**OBJECTIFS**.
1 – D'après le texte fourni, dans quel journal Patrick Buisson a-t-il travaillé comme journaliste dans les années 80 ?
2 – Recopiez à l'identique, dans les enregistrements, les lignes allant de celle qui contient « Target = stone masonry wall » jusqu'à celle qui contient « x=281 y=452 », ces deux lignes comprises.

**TEXTE FOURNI**.
La cause du peuple, Buisson ardent


Voici un livre porté par la rumeur et promis à un succès éditorial important grâce au bruit médiatique. De par ses ambitions polémiques, politiques et voire historiques, La cause du peuple (le titre est-il un hommage à Sartre?) de Patrick Buisson, ouvrage passionnant, parfois naïf (ou sinon manipulateur) et parfois écœurant, a attiré l’attention du critique plus habitué aux champs de bataille napoléoniens ou au roman noir (en même temps, ça forme).

 

Un auteur controversé

 

Qui est Patrick Buisson au juste ? Licencié en Histoire, Buisson, royaliste revendiqué, a longtemps fréquenté l’extrême-droite et ses combats souvent nauséabonds. Il fut par exemple journaliste à Minute dans les années 80 et fut proche du Front National de Jean-Marie Le Pen. Mais notre homme rebondit et se reconvertit dans la décennie suivante comme conseiller d’hommes politiques de droite plus « présentables », à commencer par Philippe de Villiers. Parallèlement, il enchaîne une carrière de vulgarisateur historique, en publiant un ouvrage sur Sacha Guitry, Sacha Guitry et ses femmes (Albin Michel, 1996), puis sur les guerres d’Indochine et d’Algérie (les deux chez Albin Michel). Il choisit ensuite de se concentrer les aspects érotiques de la seconde guerre mondiale en France (1940-1945, années érotiques) avec un discours assez confus, axé sur la fascination « érotique » exercée par le vainqueur nazi sur certains segments de la population française. Personne ne parlerait en fait de Buisson comme historien s’il n’avait pas été conseiller de Nicolas Sarkozy (gageons que Villiers ne rapportait plus assez), d’abord lorsqu’il était ministre de l’Intérieur, puis comme Président de la République. La cause du peuple se propose de chroniquer les hauts et les bas de cette relation qui finira mal (on reviendra dessus).

(Données enregistrées)
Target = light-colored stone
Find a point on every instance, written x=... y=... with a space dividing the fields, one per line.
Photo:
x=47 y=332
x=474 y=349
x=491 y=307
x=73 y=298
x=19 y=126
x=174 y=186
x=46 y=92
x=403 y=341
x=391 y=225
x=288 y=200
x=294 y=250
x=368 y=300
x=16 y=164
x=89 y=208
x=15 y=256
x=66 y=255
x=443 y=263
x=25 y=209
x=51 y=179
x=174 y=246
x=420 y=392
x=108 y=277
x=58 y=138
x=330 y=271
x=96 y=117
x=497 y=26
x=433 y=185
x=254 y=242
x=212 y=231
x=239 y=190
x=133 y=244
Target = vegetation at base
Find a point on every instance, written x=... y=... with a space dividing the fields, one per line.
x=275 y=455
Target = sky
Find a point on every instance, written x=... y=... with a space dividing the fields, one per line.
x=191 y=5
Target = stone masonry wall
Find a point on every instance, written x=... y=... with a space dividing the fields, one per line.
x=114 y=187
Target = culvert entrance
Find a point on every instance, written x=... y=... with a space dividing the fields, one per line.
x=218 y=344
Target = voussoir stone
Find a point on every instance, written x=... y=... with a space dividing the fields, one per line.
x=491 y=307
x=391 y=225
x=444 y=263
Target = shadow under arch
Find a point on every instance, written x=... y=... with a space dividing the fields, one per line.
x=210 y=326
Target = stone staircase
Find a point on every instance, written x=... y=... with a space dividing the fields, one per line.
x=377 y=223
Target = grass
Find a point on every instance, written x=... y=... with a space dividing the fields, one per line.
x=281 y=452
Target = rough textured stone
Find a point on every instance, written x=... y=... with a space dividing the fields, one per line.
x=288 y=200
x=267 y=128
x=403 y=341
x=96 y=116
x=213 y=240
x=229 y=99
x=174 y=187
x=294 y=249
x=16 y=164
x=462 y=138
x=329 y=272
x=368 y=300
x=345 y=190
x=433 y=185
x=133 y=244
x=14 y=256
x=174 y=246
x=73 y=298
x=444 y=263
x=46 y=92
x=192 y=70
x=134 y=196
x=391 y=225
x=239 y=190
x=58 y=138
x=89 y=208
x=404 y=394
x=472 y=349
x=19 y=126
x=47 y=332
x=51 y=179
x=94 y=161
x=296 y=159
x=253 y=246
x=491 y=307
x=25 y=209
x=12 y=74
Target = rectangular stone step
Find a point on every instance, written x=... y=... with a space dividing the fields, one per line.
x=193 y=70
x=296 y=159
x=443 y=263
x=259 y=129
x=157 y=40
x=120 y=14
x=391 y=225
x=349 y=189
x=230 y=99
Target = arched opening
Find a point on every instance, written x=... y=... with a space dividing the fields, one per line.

**RÉPONSES ATTENDUES**.
1 – Il a travaillé à Minute.

2 –
Target = stone masonry wall
Find a point on every instance, written x=... y=... with a space dividing the fields, one per line.
x=114 y=187
Target = culvert entrance
Find a point on every instance, written x=... y=... with a space dividing the fields, one per line.
x=218 y=344
Target = voussoir stone
Find a point on every instance, written x=... y=... with a space dividing the fields, one per line.
x=491 y=307
x=391 y=225
x=444 y=263
Target = shadow under arch
Find a point on every instance, written x=... y=... with a space dividing the fields, one per line.
x=210 y=326
Target = stone staircase
Find a point on every instance, written x=... y=... with a space dividing the fields, one per line.
x=377 y=223
Target = grass
Find a point on every instance, written x=... y=... with a space dividing the fields, one per line.
x=281 y=452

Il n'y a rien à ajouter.